> **YOUR OBJECTIVE**: Copy the records below without any changes, starting with the line that contains "target | arugula leaf" and going on through the last line of the records.

> **INPUT ROWS**:

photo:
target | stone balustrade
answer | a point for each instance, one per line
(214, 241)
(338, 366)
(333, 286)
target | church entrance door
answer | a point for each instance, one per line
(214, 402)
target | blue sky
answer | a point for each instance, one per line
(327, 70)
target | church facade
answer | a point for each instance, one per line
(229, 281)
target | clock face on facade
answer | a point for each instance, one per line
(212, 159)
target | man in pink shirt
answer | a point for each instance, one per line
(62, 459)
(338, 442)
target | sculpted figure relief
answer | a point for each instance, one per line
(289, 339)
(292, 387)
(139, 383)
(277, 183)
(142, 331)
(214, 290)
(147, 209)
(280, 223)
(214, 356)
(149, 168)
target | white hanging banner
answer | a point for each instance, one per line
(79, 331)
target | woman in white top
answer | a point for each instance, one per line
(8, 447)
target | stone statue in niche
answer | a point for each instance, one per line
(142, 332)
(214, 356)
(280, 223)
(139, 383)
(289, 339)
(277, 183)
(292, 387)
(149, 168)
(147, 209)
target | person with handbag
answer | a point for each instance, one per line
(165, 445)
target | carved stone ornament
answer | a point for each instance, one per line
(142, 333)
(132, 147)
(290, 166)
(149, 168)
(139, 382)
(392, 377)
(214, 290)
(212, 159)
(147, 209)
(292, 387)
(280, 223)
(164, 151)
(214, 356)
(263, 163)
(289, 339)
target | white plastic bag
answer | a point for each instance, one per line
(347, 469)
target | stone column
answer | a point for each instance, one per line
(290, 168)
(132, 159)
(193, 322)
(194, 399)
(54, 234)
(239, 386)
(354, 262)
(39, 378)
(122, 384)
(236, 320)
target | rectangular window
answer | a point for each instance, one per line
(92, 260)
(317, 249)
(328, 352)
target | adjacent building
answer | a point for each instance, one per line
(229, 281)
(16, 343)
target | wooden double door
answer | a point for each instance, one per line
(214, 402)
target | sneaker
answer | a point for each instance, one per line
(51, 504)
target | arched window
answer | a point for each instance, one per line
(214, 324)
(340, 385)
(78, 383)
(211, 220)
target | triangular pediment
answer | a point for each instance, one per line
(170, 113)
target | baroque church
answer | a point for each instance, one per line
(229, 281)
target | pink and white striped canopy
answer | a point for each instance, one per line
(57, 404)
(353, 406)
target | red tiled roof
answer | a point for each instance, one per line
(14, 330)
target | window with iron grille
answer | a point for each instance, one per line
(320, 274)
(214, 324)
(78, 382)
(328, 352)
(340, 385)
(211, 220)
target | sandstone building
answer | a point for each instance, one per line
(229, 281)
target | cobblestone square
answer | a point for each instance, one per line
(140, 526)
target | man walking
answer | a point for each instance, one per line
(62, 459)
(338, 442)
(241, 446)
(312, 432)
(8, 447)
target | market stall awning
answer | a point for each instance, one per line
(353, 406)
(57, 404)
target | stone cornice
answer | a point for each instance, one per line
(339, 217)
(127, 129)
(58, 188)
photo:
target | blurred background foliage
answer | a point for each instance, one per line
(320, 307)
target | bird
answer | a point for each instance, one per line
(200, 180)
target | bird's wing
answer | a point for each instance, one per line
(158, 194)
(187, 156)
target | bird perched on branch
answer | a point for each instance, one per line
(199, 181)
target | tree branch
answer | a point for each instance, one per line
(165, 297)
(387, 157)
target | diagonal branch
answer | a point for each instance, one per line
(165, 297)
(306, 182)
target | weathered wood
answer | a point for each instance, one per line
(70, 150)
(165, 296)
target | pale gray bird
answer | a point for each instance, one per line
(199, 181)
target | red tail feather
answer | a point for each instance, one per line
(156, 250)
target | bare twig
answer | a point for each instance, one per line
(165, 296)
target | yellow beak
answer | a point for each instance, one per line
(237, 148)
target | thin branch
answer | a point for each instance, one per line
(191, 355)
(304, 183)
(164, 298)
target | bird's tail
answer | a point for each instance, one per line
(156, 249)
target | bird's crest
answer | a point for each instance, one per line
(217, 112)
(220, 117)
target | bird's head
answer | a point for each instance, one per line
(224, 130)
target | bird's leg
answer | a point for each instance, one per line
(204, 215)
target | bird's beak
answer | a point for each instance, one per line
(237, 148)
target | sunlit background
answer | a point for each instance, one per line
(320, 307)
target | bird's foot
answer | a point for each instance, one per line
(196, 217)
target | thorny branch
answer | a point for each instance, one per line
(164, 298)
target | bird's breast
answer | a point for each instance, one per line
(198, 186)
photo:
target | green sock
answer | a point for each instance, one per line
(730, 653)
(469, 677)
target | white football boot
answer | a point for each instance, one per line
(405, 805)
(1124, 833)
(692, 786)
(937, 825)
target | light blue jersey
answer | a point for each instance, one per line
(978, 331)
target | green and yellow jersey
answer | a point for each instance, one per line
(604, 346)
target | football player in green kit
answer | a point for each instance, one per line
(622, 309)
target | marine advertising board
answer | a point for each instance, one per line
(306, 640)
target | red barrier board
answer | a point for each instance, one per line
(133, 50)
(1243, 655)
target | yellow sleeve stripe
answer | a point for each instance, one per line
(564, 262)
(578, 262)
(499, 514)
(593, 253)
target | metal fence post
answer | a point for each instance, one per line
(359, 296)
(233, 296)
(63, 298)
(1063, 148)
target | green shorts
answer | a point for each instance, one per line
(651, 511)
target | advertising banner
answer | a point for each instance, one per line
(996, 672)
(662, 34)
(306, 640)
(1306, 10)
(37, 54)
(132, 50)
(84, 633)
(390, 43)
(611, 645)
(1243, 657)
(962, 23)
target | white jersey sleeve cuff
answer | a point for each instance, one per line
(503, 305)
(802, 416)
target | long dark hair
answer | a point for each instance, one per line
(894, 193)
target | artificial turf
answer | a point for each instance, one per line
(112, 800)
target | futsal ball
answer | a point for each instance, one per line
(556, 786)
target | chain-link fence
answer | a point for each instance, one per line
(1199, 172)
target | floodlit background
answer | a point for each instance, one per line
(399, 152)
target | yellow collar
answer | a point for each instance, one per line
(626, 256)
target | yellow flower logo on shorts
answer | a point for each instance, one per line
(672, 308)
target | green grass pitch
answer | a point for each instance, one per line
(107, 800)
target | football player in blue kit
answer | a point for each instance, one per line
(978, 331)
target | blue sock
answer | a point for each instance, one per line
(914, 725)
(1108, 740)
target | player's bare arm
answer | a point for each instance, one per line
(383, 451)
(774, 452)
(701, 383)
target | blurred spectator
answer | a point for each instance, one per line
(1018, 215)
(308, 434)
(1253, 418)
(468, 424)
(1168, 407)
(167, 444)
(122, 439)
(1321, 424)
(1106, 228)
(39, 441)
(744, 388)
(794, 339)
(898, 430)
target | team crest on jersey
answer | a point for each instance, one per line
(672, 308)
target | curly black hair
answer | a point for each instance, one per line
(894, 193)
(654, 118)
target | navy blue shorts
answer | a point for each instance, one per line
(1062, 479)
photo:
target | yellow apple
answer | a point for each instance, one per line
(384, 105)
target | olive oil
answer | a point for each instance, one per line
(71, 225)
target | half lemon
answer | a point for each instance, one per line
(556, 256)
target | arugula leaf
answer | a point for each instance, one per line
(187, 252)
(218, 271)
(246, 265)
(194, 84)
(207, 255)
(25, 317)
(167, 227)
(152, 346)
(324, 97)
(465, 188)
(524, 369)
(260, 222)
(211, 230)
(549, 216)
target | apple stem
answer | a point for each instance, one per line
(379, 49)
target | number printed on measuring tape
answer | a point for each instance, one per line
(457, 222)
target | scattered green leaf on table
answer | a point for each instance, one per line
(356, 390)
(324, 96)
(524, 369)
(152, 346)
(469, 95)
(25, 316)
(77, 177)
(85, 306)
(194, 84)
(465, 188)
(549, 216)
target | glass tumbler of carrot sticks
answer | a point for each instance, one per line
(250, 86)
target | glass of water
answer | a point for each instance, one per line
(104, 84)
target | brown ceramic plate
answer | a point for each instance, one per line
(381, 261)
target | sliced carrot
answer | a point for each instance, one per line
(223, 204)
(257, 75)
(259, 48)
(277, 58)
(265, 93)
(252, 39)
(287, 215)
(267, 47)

> **SOLVED EXERCISE**:
target | arugula leaf
answer | a point for each instance, one per line
(187, 252)
(218, 271)
(246, 265)
(194, 84)
(207, 255)
(25, 317)
(167, 227)
(152, 346)
(324, 97)
(465, 188)
(524, 369)
(260, 222)
(211, 230)
(549, 216)
target | apple stem
answer | a point for each instance, one per line
(379, 49)
target | number printed on measuring tape
answer | a point for each instance, one per line
(457, 222)
target | scattered green leaf on table
answer | a point for each instance, one per line
(356, 390)
(324, 96)
(524, 369)
(152, 346)
(469, 95)
(25, 316)
(77, 177)
(85, 306)
(194, 84)
(465, 188)
(549, 216)
target | glass tumbler of carrot sticks
answer | a point for each instance, one per line
(250, 86)
target | glass of water
answer | a point for each instance, one per line
(104, 84)
target | brown ceramic plate
answer | a point for each instance, one per line
(381, 261)
target | sliced carrot
answer | a point for each instance, one per line
(223, 204)
(257, 75)
(259, 48)
(277, 58)
(265, 93)
(252, 39)
(287, 215)
(267, 47)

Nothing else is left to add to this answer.